* THE PROBLEM:
Update the records from the line that contains "Return one point per instance of the yellow" through the end of the records, replacing "blurred background" with "out-of-focus background" and leaving everything else unchanged. Give back only those lines.

Data listing
========================================
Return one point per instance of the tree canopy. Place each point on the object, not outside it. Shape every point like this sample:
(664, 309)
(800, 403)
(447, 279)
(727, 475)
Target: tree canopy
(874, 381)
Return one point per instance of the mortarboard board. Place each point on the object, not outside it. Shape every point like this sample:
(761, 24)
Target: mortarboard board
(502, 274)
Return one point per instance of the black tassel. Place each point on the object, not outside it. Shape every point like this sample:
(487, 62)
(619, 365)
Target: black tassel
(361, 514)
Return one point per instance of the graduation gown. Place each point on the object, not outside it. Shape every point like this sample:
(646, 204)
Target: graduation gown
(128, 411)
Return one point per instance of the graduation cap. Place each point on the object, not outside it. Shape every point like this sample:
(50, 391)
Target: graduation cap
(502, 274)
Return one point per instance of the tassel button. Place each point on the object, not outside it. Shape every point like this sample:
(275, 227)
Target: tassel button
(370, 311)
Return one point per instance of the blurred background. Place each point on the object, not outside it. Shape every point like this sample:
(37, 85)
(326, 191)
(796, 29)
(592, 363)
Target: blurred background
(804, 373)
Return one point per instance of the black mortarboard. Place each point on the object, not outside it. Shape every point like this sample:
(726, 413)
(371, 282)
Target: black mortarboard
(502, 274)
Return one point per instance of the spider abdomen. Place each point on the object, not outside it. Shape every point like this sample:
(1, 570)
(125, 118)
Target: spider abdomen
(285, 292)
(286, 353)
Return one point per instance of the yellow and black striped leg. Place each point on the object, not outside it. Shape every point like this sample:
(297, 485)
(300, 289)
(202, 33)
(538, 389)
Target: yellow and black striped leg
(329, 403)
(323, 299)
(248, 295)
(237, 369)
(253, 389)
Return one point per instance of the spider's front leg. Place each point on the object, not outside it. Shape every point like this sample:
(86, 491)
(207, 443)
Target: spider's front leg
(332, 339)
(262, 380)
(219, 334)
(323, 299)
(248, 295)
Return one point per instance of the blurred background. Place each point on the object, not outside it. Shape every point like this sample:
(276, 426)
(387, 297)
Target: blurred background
========================================
* TASK RESULT:
Return one point per instance of the yellow and black striped leg. Place each point on the object, not outside it. Shape every point like this sample:
(297, 485)
(300, 289)
(202, 33)
(538, 389)
Target: yellow and black striped leg
(329, 403)
(323, 299)
(248, 295)
(237, 369)
(253, 389)
Return one point per instance of the spider's front leg. Place each point on the object, not outside it. Shape every point like this sample:
(86, 491)
(207, 443)
Target: spider's front leg
(332, 339)
(262, 380)
(219, 334)
(323, 299)
(248, 295)
Return one point per instance of the out-of-focus background. Place each point on the object, not outside it. Shape every point like this sample:
(276, 426)
(387, 297)
Target: out-of-focus background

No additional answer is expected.